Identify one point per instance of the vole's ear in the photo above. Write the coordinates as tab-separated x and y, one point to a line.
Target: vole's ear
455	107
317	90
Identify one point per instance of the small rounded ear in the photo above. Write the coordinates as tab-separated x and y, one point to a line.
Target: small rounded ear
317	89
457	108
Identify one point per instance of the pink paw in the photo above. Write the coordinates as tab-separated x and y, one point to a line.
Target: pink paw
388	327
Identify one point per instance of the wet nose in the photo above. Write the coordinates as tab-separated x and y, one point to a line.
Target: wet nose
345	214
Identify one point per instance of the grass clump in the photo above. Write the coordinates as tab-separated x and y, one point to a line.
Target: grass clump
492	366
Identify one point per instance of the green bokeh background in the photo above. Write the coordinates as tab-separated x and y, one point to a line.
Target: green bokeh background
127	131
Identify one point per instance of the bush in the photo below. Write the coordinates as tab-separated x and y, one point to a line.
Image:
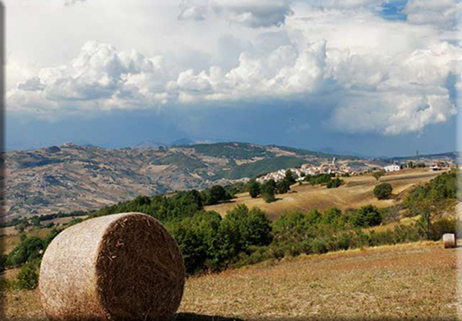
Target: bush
3	260
29	249
28	276
334	183
254	189
283	186
319	246
268	190
366	216
217	194
383	191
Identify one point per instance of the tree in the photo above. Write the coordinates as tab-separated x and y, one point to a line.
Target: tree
366	216
334	183
290	177
217	194
28	250
268	190
383	191
28	276
254	189
378	174
283	186
3	259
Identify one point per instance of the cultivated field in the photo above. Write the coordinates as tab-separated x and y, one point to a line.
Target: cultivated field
411	281
356	192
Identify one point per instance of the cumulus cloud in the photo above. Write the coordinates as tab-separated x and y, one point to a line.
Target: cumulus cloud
375	75
250	13
344	4
100	77
72	2
441	13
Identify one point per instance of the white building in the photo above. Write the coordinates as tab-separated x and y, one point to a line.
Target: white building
392	168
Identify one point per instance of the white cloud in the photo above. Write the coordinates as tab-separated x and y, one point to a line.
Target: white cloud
250	13
441	13
72	2
381	76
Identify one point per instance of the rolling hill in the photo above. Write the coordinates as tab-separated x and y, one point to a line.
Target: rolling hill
72	177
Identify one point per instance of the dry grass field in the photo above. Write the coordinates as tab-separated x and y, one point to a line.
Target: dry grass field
411	281
356	192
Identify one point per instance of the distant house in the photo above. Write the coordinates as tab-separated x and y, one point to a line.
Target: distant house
392	168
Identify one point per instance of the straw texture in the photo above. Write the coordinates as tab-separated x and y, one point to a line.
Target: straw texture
117	267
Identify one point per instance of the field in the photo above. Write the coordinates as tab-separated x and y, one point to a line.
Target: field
410	281
356	192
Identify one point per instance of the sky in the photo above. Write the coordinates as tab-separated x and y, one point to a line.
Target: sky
376	78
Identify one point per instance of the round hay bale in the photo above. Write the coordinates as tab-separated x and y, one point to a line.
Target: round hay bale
117	267
449	240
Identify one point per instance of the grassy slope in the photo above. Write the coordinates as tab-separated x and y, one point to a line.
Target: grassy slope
412	280
356	192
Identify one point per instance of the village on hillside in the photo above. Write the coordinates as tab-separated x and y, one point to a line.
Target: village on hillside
342	168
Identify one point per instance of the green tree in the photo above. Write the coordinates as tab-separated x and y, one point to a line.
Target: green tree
28	276
383	191
254	189
28	250
217	194
3	260
334	183
366	216
378	174
283	186
268	190
290	177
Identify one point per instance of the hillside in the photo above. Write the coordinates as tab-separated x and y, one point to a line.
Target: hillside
356	192
72	177
409	281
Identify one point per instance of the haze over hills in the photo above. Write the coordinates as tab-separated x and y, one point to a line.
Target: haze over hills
72	177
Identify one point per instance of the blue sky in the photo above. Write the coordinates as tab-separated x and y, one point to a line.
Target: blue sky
370	77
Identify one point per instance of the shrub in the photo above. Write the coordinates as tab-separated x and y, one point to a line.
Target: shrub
283	186
217	194
383	191
3	260
268	190
28	276
366	216
319	246
334	183
29	249
254	189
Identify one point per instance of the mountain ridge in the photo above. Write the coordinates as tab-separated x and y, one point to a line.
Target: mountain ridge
72	177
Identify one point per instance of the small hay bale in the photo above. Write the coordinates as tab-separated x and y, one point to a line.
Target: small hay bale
449	240
117	267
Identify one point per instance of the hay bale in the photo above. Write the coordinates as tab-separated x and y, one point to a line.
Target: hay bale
449	240
117	267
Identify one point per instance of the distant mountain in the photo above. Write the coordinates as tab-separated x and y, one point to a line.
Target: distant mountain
72	177
182	142
149	144
342	152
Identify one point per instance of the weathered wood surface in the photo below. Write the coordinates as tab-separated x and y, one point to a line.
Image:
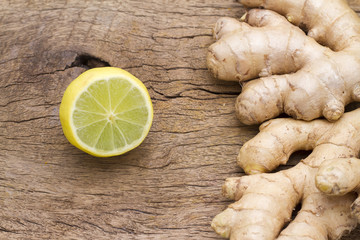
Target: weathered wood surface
169	187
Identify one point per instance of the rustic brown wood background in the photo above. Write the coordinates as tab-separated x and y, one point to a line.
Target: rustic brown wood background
170	186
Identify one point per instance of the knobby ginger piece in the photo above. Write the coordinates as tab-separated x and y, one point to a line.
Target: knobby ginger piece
305	76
##########
■ REQUIRED TASK:
Leave the pictures out. Extract exactly the lines running from the one with "Identify one point per instance of the weathered" through the last entry, both ends included.

■ WRITTEN SOLUTION:
Identify one point per instance of the weathered wood surface in the photo below. Write the coordinates as tab-separated x and y, one point to a line.
Image:
Target: weathered wood surface
169	187
Identify one point per instance of the rustic brown wood background in the photo above. Write the coordinates as tab-separated x and y, one point to a line.
Target: rustic brown wood background
170	186
Identify one point per instance of the knobby ginger piece in the photo above. Write the coordinates as tab-separated x and y, one point to a line.
Target: knobby ginger piece
305	76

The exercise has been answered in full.